(DOCUMENT EXTRACT)
* * * *
Two cutters would patrol the ice fields during the three-month ice season from April through June, and attempt to keep the trans-Atlantic shipping lanes free from floating derelicts the rest of the year. The ice patrol would also engage in a formal program of ice observation.
This three-part strategy led to the creation of the International Ice Patrol in January 1914.
Bertholf was appointed chairman of the newly created Inter-Departmental Board on International Service of Ice Observation, Ice Patrol, and Ocean Derelict Destruction. He placed the work of the IIP under the direction of the Coast Guard.

Scientists from the Bureau of Standards and the Bureau of Fisheries accompanied the ice-season cruises of the Seneca and Miami in 1914. From Newfoundland to Greenland, they collected data on meteorology and oceanography, while collecting specimens of plankton. In July, after the ice season, a special oceanographic cruise saw the Seneca back on the banks measuring ocean currents and their effect on ice drift. This marked the Coast Guard's first cruise dedicated solely to oceanographic research.

Oceanographer A.L. Thuras led the recording team. They measured surface temperatures, densities and salinities at hundreds of locations. This data was essential for the study of the dynamics of ocean circulation in the banks region.

Thuras wanted to determine once and for all what became of the south-flowing Labrador current when it wandered at a right angle into the warm waters of the Gulf Stream. It is this current that carries bergs, broken from the coasts of Labrador and Greenland, and deposits them in the North Atlantic shipping lanes. The cold current mixes with the warm stream to create a fog-bound graveyard of melting icebergs.

In 1916, Thuras, a civilian, became the first full-time Coast Guard oceanographer. By 1920, he led an oceanographic cruise to the banks that used a Greene-Bigelow water bottle to record salinity and temperature data, research showing that at no time was a berg sighted in the waters of the Gulf Stream where the temperature was above 15 degrees C. Vessels that stayed in this part of the current would save themselves from both fog and icebergs.
* * * *
(INFORMATION SHOWN)
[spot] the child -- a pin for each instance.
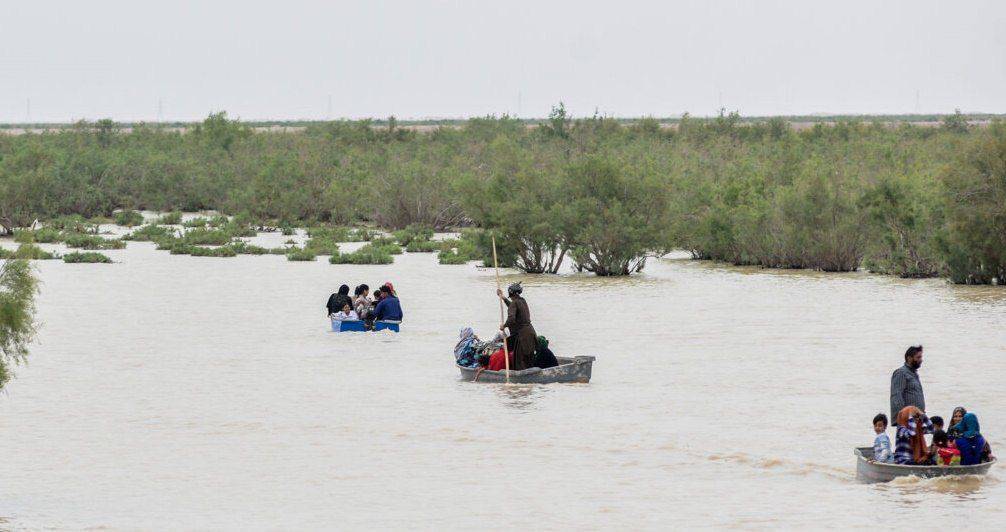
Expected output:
* * * *
(EXERCISE A)
From the passage on the International Ice Patrol, return the part that opens with the words containing "Thuras wanted to" and closes with "fog and icebergs.".
(EXERCISE B)
According to the passage on the International Ice Patrol, in what month and year was the International Ice Patrol created?
(EXERCISE C)
State whether each statement agrees with the passage on the International Ice Patrol. For each one, answer yes or no and quote the deciding words.
(i) Thuras became the first full-time Coast Guard oceanographer in 1916.
(ii) The ice season ran from March through May.
(iii) The Seneca's July cruise was the Coast Guard's first cruise devoted solely to oceanographic research.

(EXERCISE RESPONSE A)
Thuras wanted to determine once and for all what became of the south-flowing Labrador current when it wandered at a right angle into the warm waters of the Gulf Stream. It is this current that carries bergs, broken from the coasts of Labrador and Greenland, and deposits them in the North Atlantic shipping lanes. The cold current mixes with the warm stream to create a fog-bound graveyard of melting icebergs.

In 1916, Thuras, a civilian, became the first full-time Coast Guard oceanographer. By 1920, he led an oceanographic cruise to the banks that used a Greene-Bigelow water bottle to record salinity and temperature data, research showing that at no time was a berg sighted in the waters of the Gulf Stream where the temperature was above 15 degrees C. Vessels that stayed in this part of the current would save themselves from both fog and icebergs.

(EXERCISE RESPONSE B)
January 1914.

(EXERCISE RESPONSE C)
(i) Yes: "In 1916, Thuras, a civilian, became the first full-time Coast Guard oceanographer."
(ii) No: "the three-month ice season from April through June"
(iii) Yes: "This marked the Coast Guard's first cruise dedicated solely to oceanographic research."